= Gestellte Aufgabe =
Schreibe den Forentext über nicht flüssig laufende PC-Spiele im Anschluss an seine letzte Zeile weiter.

Einfach auf "Anhänge" (Das Symbol mit der Büroklammer) klicken und die Bilder auswählen und hochladen. Dann auf "Bei Cursorposition einfügen"  klicken und fertig


----------



## Rizoma (27. Mai 2012)

*AW: Alle neuen PC-Spiele laufen nicht flüssig*

http://extreme.pcgameshardware.de/a...-how-bilderupload-im-forum-version-2-1-a.html


----------



## Dr Bakterius (27. Mai 2012)

*AW: Alle neuen PC-Spiele laufen nicht flüssig*

Ah die Frage wurde erhört, schnell in die Kirche und den Turm anzünden


----------



## Omikron (27. Mai 2012)

*AW: Alle neuen PC-Spiele laufen nicht flüssig*

Ich hoffe das geht so




			Dieser Inhalt steht nur eingeloggten Mitgliedern zur Verfügung.


----------



## Rizoma (27. Mai 2012)

*AW: Alle neuen PC-Spiele laufen nicht flüssig*

1. Riesengroßer Fehler vom Fachhändler dein Alpine 64 GT ist nur bis max. 70W TDP freigegeben dein 955 BE hat aber 125W TDP da ist ja sogar noch der Boxed Kühler besser als dein jetziger!

2. gehe ich mittlerweile davon aus das dein Gehäuse nur den einen Gehäuselüfter hat und damit ist es für die Hardware unter dimensioniert


----------



## Dr Bakterius (27. Mai 2012)

*AW: Alle neuen PC-Spiele laufen nicht flüssig*

Dein CPU Kühler hat schon gut Moos angesetzt, aber eine richtige Luftzirkulation ist den Keksschachtel nicht möglich. Ich vermisse etwas den unteren Bereich und auch den Bereich ab der Front ( um zu sehen ob dort Platz wäre für ein Lüfter )


----------



## Omikron (27. Mai 2012)

= Erfasste Informationen =

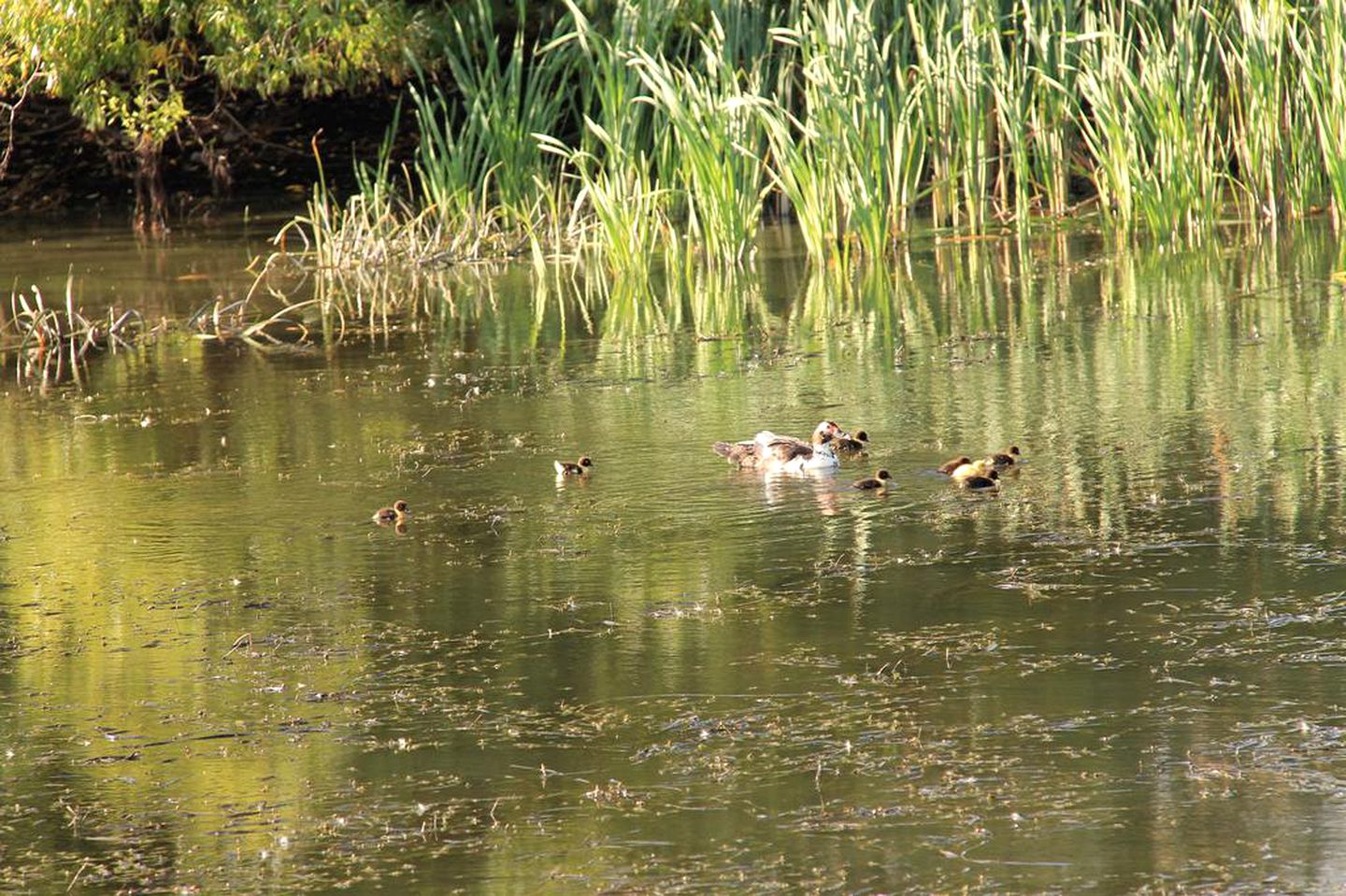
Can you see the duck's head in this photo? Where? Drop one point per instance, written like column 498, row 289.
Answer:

= Antwort zur Aufgabe =
*AW: Alle neuen PC-Spiele laufen nicht flüssig*

Unter der Graka ist gerade noch platzt für zwei finger und im vorderen raum währe noch ein bissel platz. ungefähr die hälfte von dem was ihr da auf bild sehen könnt. da häng nur ein kabel rein.


----------



## Rizoma (27. Mai 2012)

*AW: Alle neuen PC-Spiele laufen nicht flüssig*



Dr Bakterius schrieb:


> Dein CPU Kühler hat schon gut Moos angesetzt, aber eine richtige Luftzirkulation ist den Keksschachtel nicht möglich. Ich vermisse etwas den unteren Bereich und auch den Bereich ab der Front ( um zu sehen ob dort Platz wäre für ein Lüfter )


 
Der Plastikbomber ist von vorne fast komplett zu da ist nix mit lüfter  zu mal da auch die Bedienelemente sitzen


----------



## Omikron (27. Mai 2012)

*AW: Alle neuen PC-Spiele laufen nicht flüssig*



Rizoma schrieb:


> Der Plastikbomber ist von vorne fast komplett zu da ist nix mit lüfter  zu mal da auch die Bedienelemente sitzen


Also erst mal den Staub entfernen?


----------



## Cleriker (27. Mai 2012)

Ja, unbedingt! Dann bitte die Temperaturen überprüfen.


----------



## Dr Bakterius (27. Mai 2012)

*AW: Alle neuen PC-Spiele laufen nicht flüssig*

Ich glaube aber nicht das es viel bringt wenn der Kühler eh falsch dimensioniert ist. Vielleicht mal über ein Xigmatek Asgard Pro und einen EKL Sella nachdenken?


----------



## Omikron (27. Mai 2012)

*AW: Alle neuen PC-Spiele laufen nicht flüssig*

Das werd ich dann mal morgen machen


----------



## Omikron (27. Mai 2012)

*AW: Alle neuen PC-Spiele laufen nicht flüssig*



Dr Bakterius schrieb:


> Ich glaube aber nicht das es viel bringt wenn der Kühler eh falsch dimensioniert ist. Vielleicht mal über ein Xigmatek Asgard Pro und einen EKL Sella nachdenken?


 
Dass heißt dann dass ich alle komponenten in das neue gehäuse einbauen muss?


----------



## Robonator (27. Mai 2012)

*AW: Alle neuen PC-Spiele laufen nicht flüssig*



Omikron schrieb:


> Dass heißt dann dass ich alle komponenten in das neue gehäuse einbauen muss?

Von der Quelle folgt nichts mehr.